## [Exercise directions]
Rescale the lines below by giving them all again with the requests unchanged, and multiply every coordinate in the answers by 2.5, rounding each result to a whole number with halves rounded up.

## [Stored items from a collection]

============

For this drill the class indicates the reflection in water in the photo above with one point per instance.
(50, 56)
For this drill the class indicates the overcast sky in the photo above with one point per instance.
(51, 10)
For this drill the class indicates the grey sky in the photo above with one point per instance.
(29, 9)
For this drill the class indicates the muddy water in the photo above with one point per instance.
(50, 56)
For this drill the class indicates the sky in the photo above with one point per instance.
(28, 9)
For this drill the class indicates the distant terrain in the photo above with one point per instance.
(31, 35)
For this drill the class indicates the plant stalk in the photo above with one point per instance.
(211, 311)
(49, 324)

============

## [Response]
For this drill the class indicates the reflection in water in the photo above with one point per instance.
(125, 140)
For this drill the class indicates the overcast sky in the photo above with one point per instance.
(128, 25)
For this drill the class indicates the grey sky in the photo above with one point per instance.
(73, 23)
For this drill the class indicates the muddy water in the photo above with one point per instance.
(125, 140)
For this drill the class indicates the sky in the photo above with one point per instance.
(70, 23)
For this drill the class indicates the distant terrain in the photo above with one point per instance.
(78, 88)
For this drill the class indicates the plant stalk in the photo above with one point per instance.
(528, 778)
(123, 810)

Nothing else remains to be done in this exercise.